SELECTED EXCERPT section start


    You can visit the URL yourself and not see the search phrase you are looking for the "footprint" anywhere - either on the page or in the HTML code behind the page. 99%. It's a million miles away from being an exact science. So you need to scale up MASSIVELY. like panning for gold.
    S
    o - at the end of the day - that's how many are actually Pligg sites with the sign up page that UD recognises. Another failure will be that you will pick up pages that have the platform footprint mentioned in text...like this...

    inurl:story.php?title=

    There - now this page will be recognised as a Pligg site by many scrapebox footprints..of course it isn't
    It's the same with any scrape for any site type for any software.

    I scrape 2 million URL's a day/ I remove dupes and sometimes trim to root (some footprints you need to trim to root to prevent massive dupications as every page of some sites
    has the sign up link that UD is looking for)- then export and split into 40,000 blocks

    So I might have 600,000 left in 15 small 40,000 files
    Each block of 40,000 takes about 45 minutes (a day for the lot)
    UD accepts maybe 1500 as new
    I create accounts to every one and post content
    Of which 150 accept accept the content

    Here's me doing just that with a 40,000 list...



    Same with every tool (scraping blogs for scrapebox/jet/nhseo/GSA) same when using Hrfer with Xrumer. If 0.025% of the URL's you scrape end up accepting links that is a brilliant return. It's all about scale. Keyword lists of 10,000 plus, 100 proxies, multiple servers 2 million scraped URL's a dayand away you go.

    That's why I run 2 scrapebox servers 24/7 for my members.

    Scritty
     
    Last edited by a moderator: May 18, 2016
  3. utuxia

    utuxia BANNED BANNED

    Joined:
    Feb 14, 2011
    Messages:
    673
    Likes Received:
    111
    Thanks. You're still getting 3 times the number of sites that UD recognizes than I am. Out of 40k, you get 1500 good UD-capable sites. Out of 60k I get about 500. Maybe my footprints are too generic. I have been trimming to root and removing duplicates, which I realize I 'll loose out on the sites where /pligg/ is the installation path.

SELECTED EXCERPT section end
PROVIDED DATA section start

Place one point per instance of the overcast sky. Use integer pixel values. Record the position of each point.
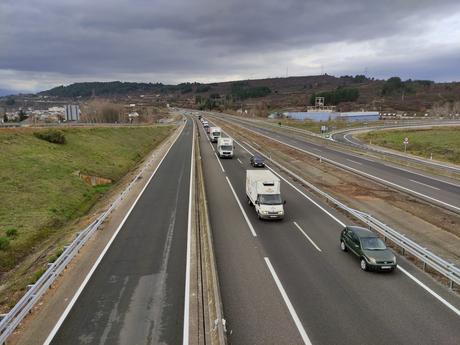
(44, 43)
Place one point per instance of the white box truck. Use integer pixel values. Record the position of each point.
(263, 191)
(225, 147)
(214, 134)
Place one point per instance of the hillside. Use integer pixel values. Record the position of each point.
(347, 92)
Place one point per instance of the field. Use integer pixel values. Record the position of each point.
(442, 143)
(315, 127)
(41, 192)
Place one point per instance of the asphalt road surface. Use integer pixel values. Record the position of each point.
(431, 188)
(136, 294)
(288, 282)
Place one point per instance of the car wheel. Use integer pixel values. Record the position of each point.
(363, 264)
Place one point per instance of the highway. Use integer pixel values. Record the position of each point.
(287, 282)
(434, 189)
(346, 137)
(136, 291)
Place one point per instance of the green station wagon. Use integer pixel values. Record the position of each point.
(368, 247)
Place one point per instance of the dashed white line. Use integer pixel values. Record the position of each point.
(424, 184)
(185, 336)
(104, 251)
(218, 161)
(286, 299)
(351, 160)
(242, 209)
(308, 237)
(431, 292)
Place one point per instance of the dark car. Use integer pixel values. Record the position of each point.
(257, 161)
(368, 247)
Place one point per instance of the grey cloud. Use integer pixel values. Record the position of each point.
(201, 37)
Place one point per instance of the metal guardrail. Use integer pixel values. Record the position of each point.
(445, 268)
(10, 321)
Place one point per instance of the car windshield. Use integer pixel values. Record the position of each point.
(270, 199)
(373, 243)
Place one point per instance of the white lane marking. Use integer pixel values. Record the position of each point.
(431, 292)
(297, 189)
(424, 184)
(292, 311)
(351, 160)
(241, 208)
(308, 237)
(343, 224)
(106, 248)
(361, 172)
(218, 161)
(185, 336)
(419, 174)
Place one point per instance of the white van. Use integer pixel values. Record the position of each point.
(263, 191)
(225, 147)
(214, 134)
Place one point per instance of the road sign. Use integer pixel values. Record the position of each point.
(405, 142)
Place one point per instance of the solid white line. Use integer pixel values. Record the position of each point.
(189, 239)
(218, 161)
(297, 189)
(424, 184)
(443, 301)
(431, 292)
(308, 238)
(241, 208)
(292, 311)
(419, 174)
(350, 160)
(106, 248)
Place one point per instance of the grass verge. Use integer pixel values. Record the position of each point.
(439, 143)
(41, 193)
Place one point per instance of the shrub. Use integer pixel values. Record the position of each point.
(4, 243)
(54, 136)
(11, 232)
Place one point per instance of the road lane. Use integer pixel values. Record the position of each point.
(335, 301)
(136, 294)
(447, 194)
(254, 309)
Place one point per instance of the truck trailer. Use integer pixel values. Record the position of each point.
(263, 191)
(225, 147)
(214, 134)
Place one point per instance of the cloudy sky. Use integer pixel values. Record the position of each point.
(44, 43)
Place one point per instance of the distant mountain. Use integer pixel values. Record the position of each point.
(5, 92)
(294, 93)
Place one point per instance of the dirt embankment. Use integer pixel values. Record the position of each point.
(432, 227)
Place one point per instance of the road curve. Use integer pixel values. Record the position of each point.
(431, 188)
(327, 293)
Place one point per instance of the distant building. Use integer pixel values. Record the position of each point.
(72, 113)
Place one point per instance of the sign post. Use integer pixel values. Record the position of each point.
(405, 142)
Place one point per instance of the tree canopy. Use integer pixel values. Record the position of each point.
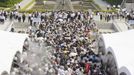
(114, 2)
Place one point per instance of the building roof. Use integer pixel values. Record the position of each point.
(121, 45)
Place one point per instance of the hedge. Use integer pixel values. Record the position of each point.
(114, 2)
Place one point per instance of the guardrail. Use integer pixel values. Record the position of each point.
(9, 27)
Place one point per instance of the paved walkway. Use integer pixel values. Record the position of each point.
(5, 26)
(103, 5)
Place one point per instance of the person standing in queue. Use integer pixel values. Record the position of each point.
(23, 17)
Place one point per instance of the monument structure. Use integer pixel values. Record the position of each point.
(63, 5)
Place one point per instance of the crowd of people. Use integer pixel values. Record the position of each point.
(73, 37)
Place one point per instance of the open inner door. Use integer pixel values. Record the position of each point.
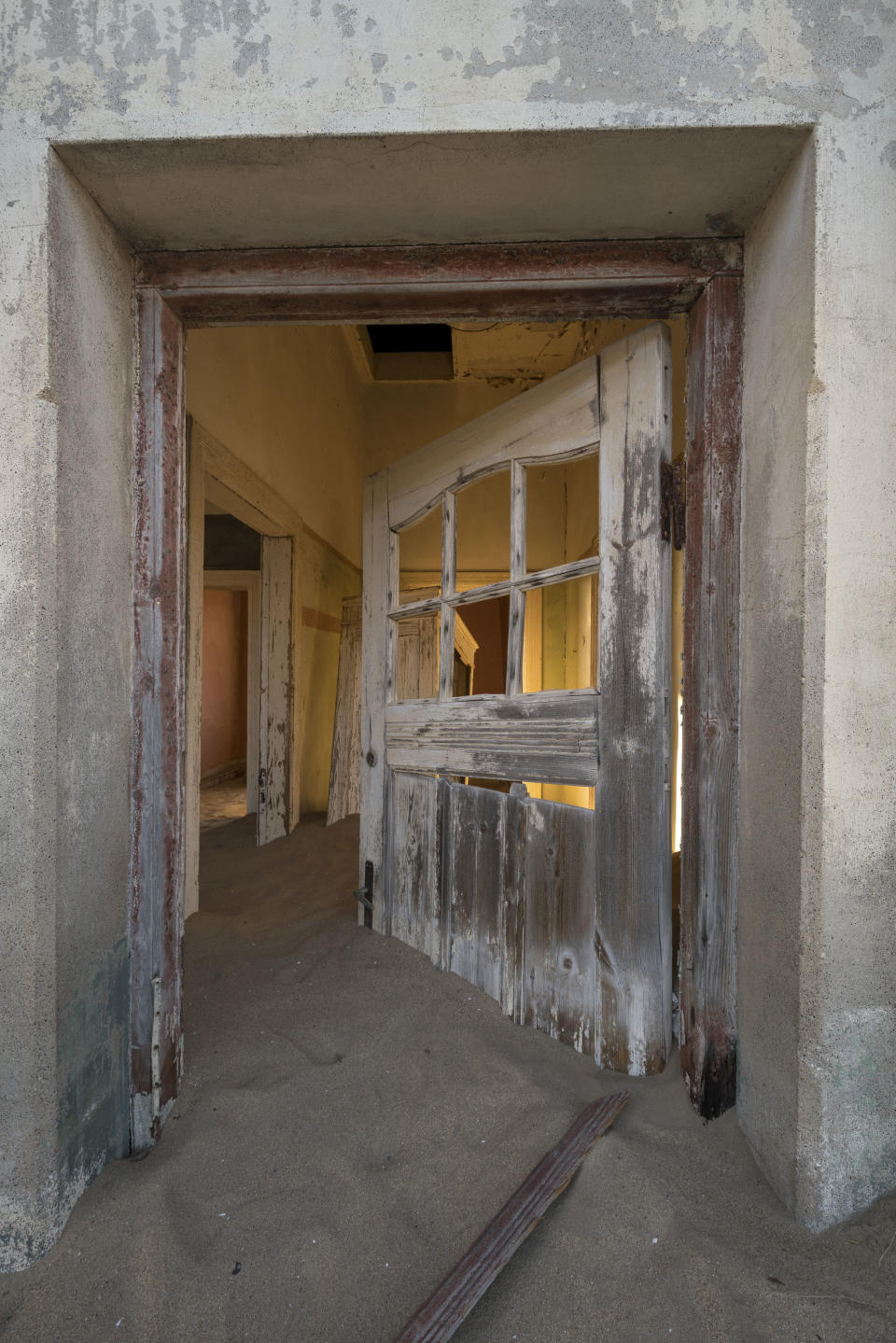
(560, 911)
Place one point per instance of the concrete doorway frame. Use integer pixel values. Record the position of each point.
(497, 282)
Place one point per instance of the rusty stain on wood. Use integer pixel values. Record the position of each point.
(520, 281)
(442, 1314)
(711, 700)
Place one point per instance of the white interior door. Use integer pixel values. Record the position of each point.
(275, 689)
(562, 912)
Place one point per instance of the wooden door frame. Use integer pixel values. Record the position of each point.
(464, 282)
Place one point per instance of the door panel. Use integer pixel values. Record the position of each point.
(275, 697)
(559, 959)
(558, 911)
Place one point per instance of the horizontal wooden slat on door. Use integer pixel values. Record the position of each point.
(548, 736)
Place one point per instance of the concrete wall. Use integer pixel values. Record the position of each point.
(626, 121)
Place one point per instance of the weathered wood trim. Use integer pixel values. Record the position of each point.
(633, 1017)
(504, 282)
(548, 736)
(712, 698)
(446, 623)
(275, 691)
(379, 665)
(193, 678)
(345, 758)
(158, 728)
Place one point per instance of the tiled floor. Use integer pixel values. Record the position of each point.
(222, 802)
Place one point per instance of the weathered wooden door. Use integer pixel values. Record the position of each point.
(560, 911)
(275, 697)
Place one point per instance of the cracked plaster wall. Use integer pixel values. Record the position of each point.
(119, 70)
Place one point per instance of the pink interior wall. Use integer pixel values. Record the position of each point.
(225, 644)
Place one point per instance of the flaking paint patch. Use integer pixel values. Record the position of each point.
(119, 54)
(621, 54)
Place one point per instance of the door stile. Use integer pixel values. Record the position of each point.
(158, 719)
(633, 938)
(517, 572)
(379, 661)
(712, 698)
(275, 698)
(449, 581)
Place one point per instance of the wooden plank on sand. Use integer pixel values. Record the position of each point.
(457, 1294)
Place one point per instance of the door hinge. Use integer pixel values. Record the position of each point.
(364, 895)
(672, 502)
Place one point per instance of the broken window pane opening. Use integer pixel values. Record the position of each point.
(419, 553)
(416, 657)
(560, 636)
(562, 511)
(481, 641)
(483, 529)
(567, 794)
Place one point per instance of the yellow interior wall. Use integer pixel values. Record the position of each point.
(287, 400)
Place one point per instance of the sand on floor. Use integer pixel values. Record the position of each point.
(351, 1120)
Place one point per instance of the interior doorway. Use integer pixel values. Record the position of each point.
(359, 406)
(363, 398)
(230, 669)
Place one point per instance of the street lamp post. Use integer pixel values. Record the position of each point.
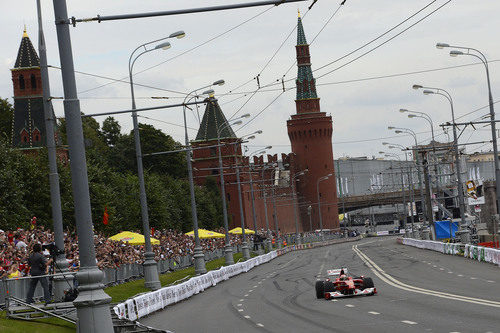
(151, 279)
(268, 231)
(60, 282)
(92, 303)
(423, 115)
(464, 234)
(228, 251)
(295, 208)
(319, 203)
(484, 60)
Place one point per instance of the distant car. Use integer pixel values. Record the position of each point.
(340, 284)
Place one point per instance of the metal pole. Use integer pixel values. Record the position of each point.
(228, 251)
(151, 277)
(199, 257)
(268, 240)
(295, 199)
(244, 245)
(92, 303)
(253, 200)
(276, 226)
(60, 282)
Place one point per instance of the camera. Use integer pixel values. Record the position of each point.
(53, 249)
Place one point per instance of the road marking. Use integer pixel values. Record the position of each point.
(398, 284)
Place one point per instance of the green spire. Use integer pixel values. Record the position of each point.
(301, 36)
(214, 119)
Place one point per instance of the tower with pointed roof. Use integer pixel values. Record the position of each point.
(28, 123)
(310, 133)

PROVIDED DATA section end

REQUIRED ACTION 1: In the scraping forum thread, how long does one block of 40,000 URLs take to process?
REQUIRED ACTION 2: Extend the scraping forum thread with the next passage after its final sentence.

TASK RESPONSE 1: About 45 minutes.

TASK RESPONSE 2:
  4. Scritty

    Scritty Elite Member Premium Member

    Joined:
    May 1, 2010
    Messages:
    2,807
    Likes Received:
    4,496
    Occupation:
    Affiliate Marketer
    Location:
    UK
    Home Page:
    No - you misunderstood. I get 1500 out of the lot (though many of the fails are now duplicates as I've been scraping and sorting none stop for Ultimae Demon for the past 7 months) I get 1500 out of 600,000 - of which UD actually allows sign up and submit to 150.
    150 is a LOT of links for one platform and represents a great couple of days work. It's all hands off.

    The exception was between November 2011 and May 2012 when you could scrape 30,000 WIKI sites at the click of your fingers.
    They were all spammed to death and most of the crap ones are either closed, de indexed (due to all the spam they got) or refusing any more accounts.

    Wiki spamming... a 6 month fad as predictibly self cannibalising as the Article cull a year earlier.

    [Hint - Only GOOD article and WIKI sites are left. Few in number but higher in authority - better still the little boys and girls with more oxygen in their head than brain cells have now abandoned article and WIKI marketing altogether - just when the "wheat has been sorted from the chaff" - Unless you are only impressed by big numbers... "I want a 30,000 WIKI blast" nonsense... there has never been a better time to use these tools on these platforms. All the crap gone - only the good left. What's not to like about that?]

    Scritty
     
  5. utuxia

    utuxia BANNED BANNED

    Joined:
    Feb 14, 2011
    Messages:
    673
    Likes Received:
    111
    Ok...i see. My results are on par with what you're getting, about the same as the video too. I'll just keep scraping, filtering and scanning with UD.